**Questions to answer**.
(a) Using the commentary on Holder's remarks and the cartoon, answer these:
(i) What did Holder call Americans when speaking about race?
(ii) Whose Inauguration Address is quoted, and what does the quoted line say it is time for?
(iii) What three things does the text say every wisdom tradition teaches?
(b) Print the part of the commentary on Holder's remarks and the cartoon that runs from "What we really" to "and was compassionate.", word for word.

What we really need and what would have been far more interesting is for those who found Holder's remarks offensive and who reflexively went on the attack to have reflected about the way the cartoon hurt people and for those who found the cartoon offensive and who reflexively went on the attack to have reflected about the way Holden's comments offended people. Then we would have had a very different conversation.

What we need is to bring a different sort of wisdom to bear on judging these two events. Rather than blame and inflame we need to try to explain ourselves, understand each other, and invite accountability. Imagine a critique of both incidents that arose not from a desire to condemn and destroy but that actually did what every wisdom tradition teaches: gave the benefit of the doubt, located the partial truth in the opinion with which one disagreed, and was compassionate.

To Holder, the first African American Attorney General under the first African American President we need to explain how his remarks were hurtful. And at the same time we need to try to understand the level of pain from prejudice and inequality that still exists even for someone as accomplished and successful as Holder that emerges in his lashing out and calling Americans cowards when speaking about race. Yes, we need to make clear to Holder that calling Americans cowards undermines his very goal of helping us to become a more just society. But, rather than simply attack him, we should trust what has been accomplished in race relations and then realize that if we find ourselves being very angry or very defensive about his remarks then it just may be there is more that deep down we know needs to be done in our hearts and in this country that Holder, in admittedly an inappropriate way, has pricked in us.

To the Post, we need to explain that whether intended or not the cartoon was very hurtful, that there are images that carry with them cruel histories and that despite the great advances we have made these images still sting and that if we want to live in a decent society we ought to at least try to avoid hurting fellow citizens. And those who are hurt need to try to understand the genuine fear of change that is implied in the reality that Obama described in his Inauguration Address, "that it is time for the lines between tribes to dissolve." This is a profound change in the very world we live in and the way to mitigate fear of change is not to call people racists but to imagine the best in people -- including this cartoonist -- and explain what hurts in a way that ratchets down the tension and shares our humanness.

Then perhaps we can ask each side to hold itself accountable. Imagine Holden saying without the fear of being destroyed or picked apart, "I am sorry for speaking the way I did. I ought not to have called Americans cowards. It was a mistake. This is a great country and we collectively have accomplished so much and I know we do have the courage to accomplish more. "

And imagine the NY Post saying without it being attacked or picked apart, "We apologize for publishing the cartoon. While we did not intend it to trade on racist images our intention is not sufficient and it may well have been that with all the conversations and unprecedented events surrounding race these days these images reflecting our fears and anxieties unconsciously emerged. The very fact the cartoon was interpreted this way and hurt so many people means it was wrong and neither worthy of our paper nor commensurate with our job as journalists. So, we are sorry. It was a mistake."

Handled this way -- without the toxicity of our polarizers -- the fears unleashed by the reality that the lines of our tribes are indeed dissolving each day would be lessened and the hopes evoked by the lines of tribes indeed dissolving each day would be nurtured.

**Supplied data**.
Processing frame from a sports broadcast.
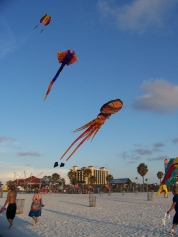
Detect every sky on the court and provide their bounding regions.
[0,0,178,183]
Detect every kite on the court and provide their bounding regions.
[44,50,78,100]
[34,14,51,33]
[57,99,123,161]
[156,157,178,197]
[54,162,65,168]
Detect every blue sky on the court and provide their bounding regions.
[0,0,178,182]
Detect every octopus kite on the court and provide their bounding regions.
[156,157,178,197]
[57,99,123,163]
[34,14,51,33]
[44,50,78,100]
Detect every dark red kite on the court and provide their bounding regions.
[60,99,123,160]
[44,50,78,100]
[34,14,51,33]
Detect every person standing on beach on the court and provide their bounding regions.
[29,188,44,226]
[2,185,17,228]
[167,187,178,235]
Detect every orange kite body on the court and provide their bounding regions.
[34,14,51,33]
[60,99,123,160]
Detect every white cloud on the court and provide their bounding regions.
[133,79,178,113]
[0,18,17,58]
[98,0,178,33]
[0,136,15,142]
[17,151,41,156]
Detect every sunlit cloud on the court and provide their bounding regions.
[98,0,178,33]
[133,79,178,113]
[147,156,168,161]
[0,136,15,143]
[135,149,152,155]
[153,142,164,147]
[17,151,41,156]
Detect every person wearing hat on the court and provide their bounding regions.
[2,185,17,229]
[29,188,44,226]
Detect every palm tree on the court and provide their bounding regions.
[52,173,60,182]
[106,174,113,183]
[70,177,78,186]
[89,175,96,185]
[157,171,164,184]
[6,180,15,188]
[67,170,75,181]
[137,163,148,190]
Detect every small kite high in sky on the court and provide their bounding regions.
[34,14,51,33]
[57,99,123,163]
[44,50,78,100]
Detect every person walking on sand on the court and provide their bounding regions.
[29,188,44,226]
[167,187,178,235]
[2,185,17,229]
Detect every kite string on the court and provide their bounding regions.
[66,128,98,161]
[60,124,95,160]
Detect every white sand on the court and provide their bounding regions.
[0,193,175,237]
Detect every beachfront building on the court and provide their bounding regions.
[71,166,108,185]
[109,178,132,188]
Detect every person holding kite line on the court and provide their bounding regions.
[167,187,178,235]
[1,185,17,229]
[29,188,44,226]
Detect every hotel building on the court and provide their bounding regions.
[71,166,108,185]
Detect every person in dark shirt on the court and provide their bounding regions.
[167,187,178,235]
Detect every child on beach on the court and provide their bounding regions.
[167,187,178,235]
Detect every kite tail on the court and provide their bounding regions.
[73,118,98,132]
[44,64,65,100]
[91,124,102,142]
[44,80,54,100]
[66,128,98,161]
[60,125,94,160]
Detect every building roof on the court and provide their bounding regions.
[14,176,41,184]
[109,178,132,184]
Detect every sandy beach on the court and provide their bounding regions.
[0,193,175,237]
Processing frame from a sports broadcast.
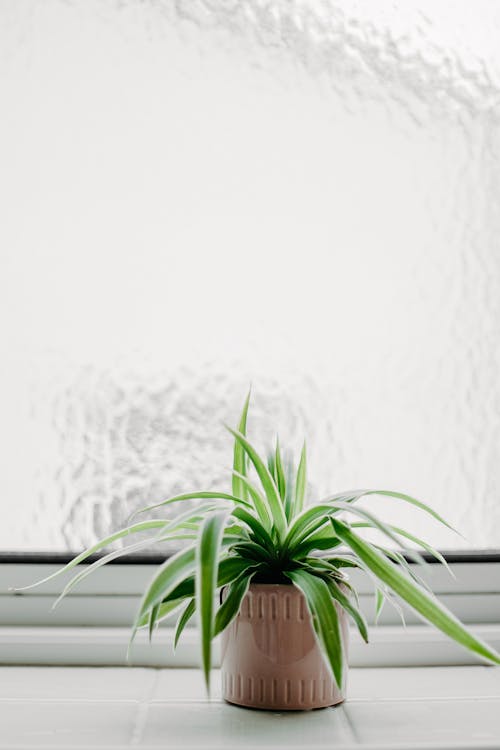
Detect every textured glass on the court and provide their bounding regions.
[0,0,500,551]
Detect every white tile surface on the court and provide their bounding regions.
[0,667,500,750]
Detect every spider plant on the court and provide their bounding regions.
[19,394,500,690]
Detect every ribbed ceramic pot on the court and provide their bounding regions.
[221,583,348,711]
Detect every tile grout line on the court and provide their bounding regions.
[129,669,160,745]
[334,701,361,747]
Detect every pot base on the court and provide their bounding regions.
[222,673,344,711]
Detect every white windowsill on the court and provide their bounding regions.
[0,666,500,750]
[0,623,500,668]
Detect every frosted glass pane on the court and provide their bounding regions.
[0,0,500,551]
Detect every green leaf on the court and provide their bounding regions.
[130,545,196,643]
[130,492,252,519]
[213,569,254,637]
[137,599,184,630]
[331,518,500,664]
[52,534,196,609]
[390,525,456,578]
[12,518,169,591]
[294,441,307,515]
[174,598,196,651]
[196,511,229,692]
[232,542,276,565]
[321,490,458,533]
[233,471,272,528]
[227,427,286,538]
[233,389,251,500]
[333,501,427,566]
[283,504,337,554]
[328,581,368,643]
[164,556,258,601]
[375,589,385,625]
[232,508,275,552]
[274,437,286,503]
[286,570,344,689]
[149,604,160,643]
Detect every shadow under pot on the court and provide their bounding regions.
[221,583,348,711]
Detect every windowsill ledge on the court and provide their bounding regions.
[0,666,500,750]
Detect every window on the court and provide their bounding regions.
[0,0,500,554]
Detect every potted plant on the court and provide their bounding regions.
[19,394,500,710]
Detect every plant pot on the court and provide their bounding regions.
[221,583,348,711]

* * *

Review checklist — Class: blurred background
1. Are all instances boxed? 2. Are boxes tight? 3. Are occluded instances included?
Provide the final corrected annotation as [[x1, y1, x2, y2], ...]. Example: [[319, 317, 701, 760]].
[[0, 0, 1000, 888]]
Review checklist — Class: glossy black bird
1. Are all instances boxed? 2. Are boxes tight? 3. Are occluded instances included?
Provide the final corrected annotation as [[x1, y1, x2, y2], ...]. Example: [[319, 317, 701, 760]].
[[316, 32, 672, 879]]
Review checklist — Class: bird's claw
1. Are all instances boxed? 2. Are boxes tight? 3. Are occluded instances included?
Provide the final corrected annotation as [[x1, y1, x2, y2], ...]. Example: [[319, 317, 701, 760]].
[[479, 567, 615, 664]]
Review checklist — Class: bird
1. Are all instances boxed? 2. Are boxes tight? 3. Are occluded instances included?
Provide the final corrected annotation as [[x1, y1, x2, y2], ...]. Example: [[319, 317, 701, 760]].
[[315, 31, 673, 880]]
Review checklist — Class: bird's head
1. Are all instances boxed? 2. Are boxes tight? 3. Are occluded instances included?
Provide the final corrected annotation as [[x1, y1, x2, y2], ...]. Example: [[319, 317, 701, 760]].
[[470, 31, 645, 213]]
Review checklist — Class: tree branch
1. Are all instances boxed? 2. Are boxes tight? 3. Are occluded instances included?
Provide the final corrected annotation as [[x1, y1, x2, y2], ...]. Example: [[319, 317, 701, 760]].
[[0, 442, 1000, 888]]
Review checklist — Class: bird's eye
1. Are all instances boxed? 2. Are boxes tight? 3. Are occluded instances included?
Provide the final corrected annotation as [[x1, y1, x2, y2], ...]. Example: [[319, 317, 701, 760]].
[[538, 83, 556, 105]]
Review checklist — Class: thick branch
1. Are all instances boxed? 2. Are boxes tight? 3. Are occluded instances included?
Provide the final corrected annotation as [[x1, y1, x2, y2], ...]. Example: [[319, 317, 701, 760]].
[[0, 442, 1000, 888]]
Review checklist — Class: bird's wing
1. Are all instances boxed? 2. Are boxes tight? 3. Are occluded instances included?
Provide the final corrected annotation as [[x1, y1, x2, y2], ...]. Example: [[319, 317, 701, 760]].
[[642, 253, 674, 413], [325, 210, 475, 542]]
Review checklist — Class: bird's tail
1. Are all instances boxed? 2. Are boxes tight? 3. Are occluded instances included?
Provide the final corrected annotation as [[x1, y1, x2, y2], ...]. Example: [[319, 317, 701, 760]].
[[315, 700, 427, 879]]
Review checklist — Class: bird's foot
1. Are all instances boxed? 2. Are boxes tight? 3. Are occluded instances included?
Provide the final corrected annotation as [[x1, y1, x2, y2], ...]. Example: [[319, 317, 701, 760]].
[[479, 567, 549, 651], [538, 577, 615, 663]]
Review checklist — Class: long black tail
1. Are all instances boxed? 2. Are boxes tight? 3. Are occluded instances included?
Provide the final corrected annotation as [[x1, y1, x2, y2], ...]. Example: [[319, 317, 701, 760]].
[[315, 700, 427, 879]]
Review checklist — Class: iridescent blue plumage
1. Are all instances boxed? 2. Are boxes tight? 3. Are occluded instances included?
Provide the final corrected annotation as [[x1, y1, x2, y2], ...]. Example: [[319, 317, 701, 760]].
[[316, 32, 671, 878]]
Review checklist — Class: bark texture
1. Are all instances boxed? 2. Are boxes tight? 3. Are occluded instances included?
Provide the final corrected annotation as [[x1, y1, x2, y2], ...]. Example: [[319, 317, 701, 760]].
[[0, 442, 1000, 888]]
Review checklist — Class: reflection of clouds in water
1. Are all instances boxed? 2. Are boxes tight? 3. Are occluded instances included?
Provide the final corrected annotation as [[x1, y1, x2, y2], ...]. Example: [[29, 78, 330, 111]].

**Solutions to the problems**.
(a)
(i) Cowards.
(ii) Obama's; it is time for the lines between tribes to dissolve.
(iii) Giving the benefit of the doubt, locating the partial truth in the opinion one disagrees with, and being compassionate.

(b)
What we really need and what would have been far more interesting is for those who found Holder's remarks offensive and who reflexively went on the attack to have reflected about the way the cartoon hurt people and for those who found the cartoon offensive and who reflexively went on the attack to have reflected about the way Holden's comments offended people. Then we would have had a very different conversation.

What we need is to bring a different sort of wisdom to bear on judging these two events. Rather than blame and inflame we need to try to explain ourselves, understand each other, and invite accountability. Imagine a critique of both incidents that arose not from a desire to condemn and destroy but that actually did what every wisdom tradition teaches: gave the benefit of the doubt, located the partial truth in the opinion with which one disagreed, and was compassionate.